ИСХОДНЫЙ ОТРЫВОК
- - - - - - -
Летом 1898 года, в разгар подготовительной работы, Станиславский уезжает под Харьков в имение брата Андреевку, чтобы там, вдали от репетиционной суеты, сочинить спектакль. Ему надо было придумать мизансцены, составить общий план постановки и по актам высылать свою партитуру в Пушкино Немировичу-Данченко, который в это время усиленно репетировал «Чайку» с актерами. По собственному признанию Станиславского, «это была трудная задача, так как, к стыду своему, я не понимал пьесы. И только во время работы, незаметно для себя я вжился и бессознательно полюбил ее. Таково свойство чеховских пьес. Поддавшись обаянию, хочется вдыхать их аромат.

Скоро из писем я узнал, что А. П. не выдержал и приехал в Москву. Приехал он, вероятно, для того, чтобы следить за репетициями “Чайки”, которые уже начались тогда. Он очень волновался. К моему возвращению его уже не было в Москве»[119].
- - - - - - -
ЗАДАНИЕ
Выведите без изменений часть отрывка о работе Станиславского над «Чайкой» от «Летом 1898 года, в» до «вдыхать их аромат.».

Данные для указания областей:
- - - - - - -
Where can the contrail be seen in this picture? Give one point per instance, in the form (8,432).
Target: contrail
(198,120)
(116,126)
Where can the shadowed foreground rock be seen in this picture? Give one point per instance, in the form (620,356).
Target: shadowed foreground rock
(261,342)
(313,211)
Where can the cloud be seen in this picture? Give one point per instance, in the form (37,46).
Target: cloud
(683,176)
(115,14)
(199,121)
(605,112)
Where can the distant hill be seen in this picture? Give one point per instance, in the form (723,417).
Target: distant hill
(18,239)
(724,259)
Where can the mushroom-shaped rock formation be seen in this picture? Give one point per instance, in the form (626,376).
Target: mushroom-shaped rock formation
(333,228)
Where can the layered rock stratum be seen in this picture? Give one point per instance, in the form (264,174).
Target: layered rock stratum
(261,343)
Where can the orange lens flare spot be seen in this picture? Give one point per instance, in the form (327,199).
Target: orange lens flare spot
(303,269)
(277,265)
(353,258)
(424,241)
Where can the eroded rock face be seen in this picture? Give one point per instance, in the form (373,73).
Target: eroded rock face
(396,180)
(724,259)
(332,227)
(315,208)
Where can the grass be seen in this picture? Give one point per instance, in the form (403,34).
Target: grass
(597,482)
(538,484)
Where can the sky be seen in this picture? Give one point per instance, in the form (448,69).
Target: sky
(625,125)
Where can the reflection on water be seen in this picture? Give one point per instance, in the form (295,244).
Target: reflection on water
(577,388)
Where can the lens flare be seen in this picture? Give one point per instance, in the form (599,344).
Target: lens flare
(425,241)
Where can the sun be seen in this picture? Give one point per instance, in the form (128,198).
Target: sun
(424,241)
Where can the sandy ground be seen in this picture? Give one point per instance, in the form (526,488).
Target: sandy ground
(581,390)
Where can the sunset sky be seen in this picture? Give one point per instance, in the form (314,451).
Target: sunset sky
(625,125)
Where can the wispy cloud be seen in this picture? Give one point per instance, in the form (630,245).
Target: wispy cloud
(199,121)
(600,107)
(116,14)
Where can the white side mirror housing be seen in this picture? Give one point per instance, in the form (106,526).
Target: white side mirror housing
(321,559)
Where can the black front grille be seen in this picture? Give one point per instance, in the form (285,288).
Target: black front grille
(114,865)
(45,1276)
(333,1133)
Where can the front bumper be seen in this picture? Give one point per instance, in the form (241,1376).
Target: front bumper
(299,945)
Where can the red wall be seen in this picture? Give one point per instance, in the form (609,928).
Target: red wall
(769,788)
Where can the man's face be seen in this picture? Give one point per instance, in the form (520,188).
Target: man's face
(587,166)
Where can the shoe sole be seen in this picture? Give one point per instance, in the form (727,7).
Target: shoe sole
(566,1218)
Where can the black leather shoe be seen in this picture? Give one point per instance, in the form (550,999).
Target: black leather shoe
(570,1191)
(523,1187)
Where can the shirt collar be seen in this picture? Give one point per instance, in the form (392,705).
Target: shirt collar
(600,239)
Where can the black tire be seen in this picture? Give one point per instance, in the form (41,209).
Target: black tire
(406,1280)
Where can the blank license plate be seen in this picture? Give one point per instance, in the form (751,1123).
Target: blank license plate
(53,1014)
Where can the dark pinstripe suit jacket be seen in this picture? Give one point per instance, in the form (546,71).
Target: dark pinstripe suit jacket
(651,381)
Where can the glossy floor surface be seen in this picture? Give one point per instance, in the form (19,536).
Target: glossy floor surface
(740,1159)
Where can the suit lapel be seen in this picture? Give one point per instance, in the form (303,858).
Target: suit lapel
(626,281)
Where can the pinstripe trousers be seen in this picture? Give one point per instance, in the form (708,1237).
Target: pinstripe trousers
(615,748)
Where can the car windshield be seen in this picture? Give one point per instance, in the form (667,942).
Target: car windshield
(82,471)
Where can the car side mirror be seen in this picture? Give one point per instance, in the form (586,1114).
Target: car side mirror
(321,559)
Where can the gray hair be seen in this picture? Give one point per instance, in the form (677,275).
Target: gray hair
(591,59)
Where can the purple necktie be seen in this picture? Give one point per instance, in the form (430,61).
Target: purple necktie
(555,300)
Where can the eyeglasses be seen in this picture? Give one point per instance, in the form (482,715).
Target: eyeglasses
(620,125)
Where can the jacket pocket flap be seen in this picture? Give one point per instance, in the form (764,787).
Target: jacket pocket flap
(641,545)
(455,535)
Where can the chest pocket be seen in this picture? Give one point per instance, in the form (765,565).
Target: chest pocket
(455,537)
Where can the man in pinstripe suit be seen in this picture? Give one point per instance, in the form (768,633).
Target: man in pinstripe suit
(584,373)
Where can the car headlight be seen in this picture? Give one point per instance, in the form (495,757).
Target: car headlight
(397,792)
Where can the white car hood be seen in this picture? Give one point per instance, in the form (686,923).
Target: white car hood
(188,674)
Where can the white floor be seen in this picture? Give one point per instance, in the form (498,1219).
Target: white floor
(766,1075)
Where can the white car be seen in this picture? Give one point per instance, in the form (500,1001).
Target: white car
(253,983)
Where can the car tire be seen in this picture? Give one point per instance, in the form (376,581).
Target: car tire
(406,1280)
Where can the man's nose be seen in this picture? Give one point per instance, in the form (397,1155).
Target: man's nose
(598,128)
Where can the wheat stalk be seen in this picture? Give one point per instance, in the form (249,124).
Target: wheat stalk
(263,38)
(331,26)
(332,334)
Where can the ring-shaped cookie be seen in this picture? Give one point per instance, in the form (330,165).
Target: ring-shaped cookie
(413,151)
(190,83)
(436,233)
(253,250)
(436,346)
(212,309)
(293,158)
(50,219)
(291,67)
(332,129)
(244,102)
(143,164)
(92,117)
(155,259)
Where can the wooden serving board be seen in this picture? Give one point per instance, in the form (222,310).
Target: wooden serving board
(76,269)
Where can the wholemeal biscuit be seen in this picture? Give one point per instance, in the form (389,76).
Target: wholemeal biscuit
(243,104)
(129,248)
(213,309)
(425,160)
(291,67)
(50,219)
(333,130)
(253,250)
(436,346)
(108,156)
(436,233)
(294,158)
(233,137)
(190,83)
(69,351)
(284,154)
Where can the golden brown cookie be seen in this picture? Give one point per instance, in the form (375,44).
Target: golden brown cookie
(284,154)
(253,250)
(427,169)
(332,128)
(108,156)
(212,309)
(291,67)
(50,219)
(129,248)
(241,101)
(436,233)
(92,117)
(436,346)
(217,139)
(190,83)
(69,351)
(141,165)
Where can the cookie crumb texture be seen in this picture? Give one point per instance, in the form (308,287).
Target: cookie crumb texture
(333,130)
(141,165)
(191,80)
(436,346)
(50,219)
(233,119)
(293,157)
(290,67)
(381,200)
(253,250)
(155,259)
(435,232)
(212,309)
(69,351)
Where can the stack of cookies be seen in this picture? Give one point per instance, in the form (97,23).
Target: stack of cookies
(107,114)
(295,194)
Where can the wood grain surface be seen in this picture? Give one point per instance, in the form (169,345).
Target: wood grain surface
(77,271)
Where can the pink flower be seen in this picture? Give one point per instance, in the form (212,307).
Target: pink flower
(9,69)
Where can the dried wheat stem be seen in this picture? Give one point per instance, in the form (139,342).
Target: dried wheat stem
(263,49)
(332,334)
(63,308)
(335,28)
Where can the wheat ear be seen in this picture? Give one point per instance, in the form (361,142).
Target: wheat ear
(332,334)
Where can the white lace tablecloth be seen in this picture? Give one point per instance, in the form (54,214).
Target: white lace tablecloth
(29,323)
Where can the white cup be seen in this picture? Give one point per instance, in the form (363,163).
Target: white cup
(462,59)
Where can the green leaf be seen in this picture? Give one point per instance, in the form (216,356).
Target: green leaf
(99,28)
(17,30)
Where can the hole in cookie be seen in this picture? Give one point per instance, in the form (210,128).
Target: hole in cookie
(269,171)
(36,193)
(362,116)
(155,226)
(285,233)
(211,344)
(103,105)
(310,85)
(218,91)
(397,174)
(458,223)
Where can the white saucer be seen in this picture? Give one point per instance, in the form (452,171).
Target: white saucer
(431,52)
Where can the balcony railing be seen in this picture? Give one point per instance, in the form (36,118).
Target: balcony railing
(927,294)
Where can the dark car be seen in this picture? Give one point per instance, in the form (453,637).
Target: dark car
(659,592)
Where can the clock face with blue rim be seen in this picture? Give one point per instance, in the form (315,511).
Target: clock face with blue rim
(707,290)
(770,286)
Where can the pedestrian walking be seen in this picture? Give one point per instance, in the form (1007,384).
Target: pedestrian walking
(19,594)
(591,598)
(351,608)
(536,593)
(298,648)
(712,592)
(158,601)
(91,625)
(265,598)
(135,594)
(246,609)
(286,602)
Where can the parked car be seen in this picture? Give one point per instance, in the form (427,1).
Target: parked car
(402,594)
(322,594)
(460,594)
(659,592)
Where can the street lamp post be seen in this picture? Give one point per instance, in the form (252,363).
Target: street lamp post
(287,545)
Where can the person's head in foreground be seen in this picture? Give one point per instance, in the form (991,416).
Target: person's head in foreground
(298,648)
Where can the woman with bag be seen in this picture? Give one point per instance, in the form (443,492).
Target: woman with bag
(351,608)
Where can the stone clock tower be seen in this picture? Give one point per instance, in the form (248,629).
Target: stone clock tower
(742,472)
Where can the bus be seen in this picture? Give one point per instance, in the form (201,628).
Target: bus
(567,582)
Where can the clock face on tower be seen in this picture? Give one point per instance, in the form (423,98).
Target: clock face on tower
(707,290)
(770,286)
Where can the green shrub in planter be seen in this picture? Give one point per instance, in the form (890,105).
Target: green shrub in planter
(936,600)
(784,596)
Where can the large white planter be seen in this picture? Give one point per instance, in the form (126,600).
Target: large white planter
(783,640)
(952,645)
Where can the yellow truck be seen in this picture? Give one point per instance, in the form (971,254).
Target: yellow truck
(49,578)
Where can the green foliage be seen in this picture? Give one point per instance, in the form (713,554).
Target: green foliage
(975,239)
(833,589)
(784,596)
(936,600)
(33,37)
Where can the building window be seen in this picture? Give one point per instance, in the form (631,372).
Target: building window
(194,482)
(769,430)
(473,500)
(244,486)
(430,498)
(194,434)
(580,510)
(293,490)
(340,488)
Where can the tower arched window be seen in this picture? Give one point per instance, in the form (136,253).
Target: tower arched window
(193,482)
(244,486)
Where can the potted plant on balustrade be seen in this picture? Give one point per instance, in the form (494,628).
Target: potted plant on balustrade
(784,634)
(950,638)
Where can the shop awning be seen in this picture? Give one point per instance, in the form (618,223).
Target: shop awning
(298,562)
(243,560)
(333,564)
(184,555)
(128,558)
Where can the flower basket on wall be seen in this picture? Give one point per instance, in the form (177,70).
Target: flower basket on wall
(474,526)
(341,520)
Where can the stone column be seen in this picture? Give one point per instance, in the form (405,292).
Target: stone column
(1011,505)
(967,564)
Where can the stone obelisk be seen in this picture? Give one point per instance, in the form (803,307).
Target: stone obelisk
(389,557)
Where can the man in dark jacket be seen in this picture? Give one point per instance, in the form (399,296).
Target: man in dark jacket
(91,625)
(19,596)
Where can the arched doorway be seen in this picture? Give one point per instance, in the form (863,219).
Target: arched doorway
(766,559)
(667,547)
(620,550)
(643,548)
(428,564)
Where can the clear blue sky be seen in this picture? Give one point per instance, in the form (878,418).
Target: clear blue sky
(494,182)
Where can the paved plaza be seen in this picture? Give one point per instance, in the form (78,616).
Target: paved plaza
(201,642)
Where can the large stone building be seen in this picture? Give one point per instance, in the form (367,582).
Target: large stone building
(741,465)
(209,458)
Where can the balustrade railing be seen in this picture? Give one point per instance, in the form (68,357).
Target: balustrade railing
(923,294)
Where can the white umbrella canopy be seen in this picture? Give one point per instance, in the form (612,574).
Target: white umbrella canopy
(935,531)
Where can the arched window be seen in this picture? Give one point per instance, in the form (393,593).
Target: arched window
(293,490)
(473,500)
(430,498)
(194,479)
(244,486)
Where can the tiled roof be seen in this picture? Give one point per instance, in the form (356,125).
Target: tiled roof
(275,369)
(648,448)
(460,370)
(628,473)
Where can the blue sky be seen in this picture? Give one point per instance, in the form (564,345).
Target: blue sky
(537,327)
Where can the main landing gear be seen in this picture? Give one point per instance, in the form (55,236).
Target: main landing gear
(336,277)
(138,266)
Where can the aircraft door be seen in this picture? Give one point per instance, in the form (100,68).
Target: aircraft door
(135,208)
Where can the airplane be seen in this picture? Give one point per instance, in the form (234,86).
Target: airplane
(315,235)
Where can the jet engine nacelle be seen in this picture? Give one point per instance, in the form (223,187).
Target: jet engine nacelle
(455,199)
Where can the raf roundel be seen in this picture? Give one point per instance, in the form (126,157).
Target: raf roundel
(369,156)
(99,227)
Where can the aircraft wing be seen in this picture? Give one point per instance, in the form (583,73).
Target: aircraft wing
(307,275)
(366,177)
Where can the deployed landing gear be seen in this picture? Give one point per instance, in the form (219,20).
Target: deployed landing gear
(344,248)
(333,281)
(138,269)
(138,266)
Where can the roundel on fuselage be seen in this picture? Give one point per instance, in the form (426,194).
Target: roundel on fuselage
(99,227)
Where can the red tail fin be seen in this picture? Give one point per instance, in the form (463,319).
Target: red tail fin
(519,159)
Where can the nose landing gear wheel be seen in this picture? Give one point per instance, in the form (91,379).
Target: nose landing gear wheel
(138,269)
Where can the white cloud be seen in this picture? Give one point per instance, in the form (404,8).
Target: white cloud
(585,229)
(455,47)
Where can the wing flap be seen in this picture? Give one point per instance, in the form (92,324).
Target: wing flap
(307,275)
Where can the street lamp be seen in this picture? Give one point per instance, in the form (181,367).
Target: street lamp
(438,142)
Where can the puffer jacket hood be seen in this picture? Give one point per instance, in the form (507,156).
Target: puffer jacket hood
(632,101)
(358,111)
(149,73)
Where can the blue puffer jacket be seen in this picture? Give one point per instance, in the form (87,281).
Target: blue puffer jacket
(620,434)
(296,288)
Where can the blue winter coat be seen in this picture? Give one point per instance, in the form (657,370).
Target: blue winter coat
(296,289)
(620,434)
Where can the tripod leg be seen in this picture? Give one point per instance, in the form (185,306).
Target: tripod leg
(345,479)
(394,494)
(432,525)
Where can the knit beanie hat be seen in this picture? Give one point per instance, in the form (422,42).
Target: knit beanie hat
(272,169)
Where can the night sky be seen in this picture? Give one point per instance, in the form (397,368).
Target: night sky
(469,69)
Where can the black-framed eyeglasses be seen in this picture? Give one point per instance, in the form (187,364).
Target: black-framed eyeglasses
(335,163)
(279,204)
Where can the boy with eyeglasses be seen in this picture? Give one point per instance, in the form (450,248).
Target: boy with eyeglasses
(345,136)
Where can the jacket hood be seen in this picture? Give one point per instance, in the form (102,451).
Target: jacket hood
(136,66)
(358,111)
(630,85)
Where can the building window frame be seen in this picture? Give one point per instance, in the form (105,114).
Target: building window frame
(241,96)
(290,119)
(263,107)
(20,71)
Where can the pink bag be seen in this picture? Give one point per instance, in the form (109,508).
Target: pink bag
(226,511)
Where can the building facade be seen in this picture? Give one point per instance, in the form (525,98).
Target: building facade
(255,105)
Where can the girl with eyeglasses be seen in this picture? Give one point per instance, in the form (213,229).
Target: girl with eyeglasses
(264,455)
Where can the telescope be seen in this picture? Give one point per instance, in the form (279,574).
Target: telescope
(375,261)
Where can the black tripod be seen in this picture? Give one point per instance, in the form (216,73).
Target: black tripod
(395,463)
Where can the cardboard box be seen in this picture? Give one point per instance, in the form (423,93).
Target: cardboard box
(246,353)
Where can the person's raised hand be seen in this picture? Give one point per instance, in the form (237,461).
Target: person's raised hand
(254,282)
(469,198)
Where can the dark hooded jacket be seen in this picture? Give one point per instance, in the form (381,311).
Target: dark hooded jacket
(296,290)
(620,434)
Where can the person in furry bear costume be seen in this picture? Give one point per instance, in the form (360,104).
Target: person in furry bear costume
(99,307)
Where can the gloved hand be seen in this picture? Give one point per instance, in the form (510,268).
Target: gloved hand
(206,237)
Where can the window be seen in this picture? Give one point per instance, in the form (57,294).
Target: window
- - - - - - -
ОТВЕТ
Летом 1898 года, в разгар подготовительной работы, Станиславский уезжает под Харьков в имение брата Андреевку, чтобы там, вдали от репетиционной суеты, сочинить спектакль. Ему надо было придумать мизансцены, составить общий план постановки и по актам высылать свою партитуру в Пушкино Немировичу-Данченко, который в это время усиленно репетировал «Чайку» с актерами. По собственному признанию Станиславского, «это была трудная задача, так как, к стыду своему, я не понимал пьесы. И только во время работы, незаметно для себя я вжился и бессознательно полюбил ее. Таково свойство чеховских пьес. Поддавшись обаянию, хочется вдыхать их аромат.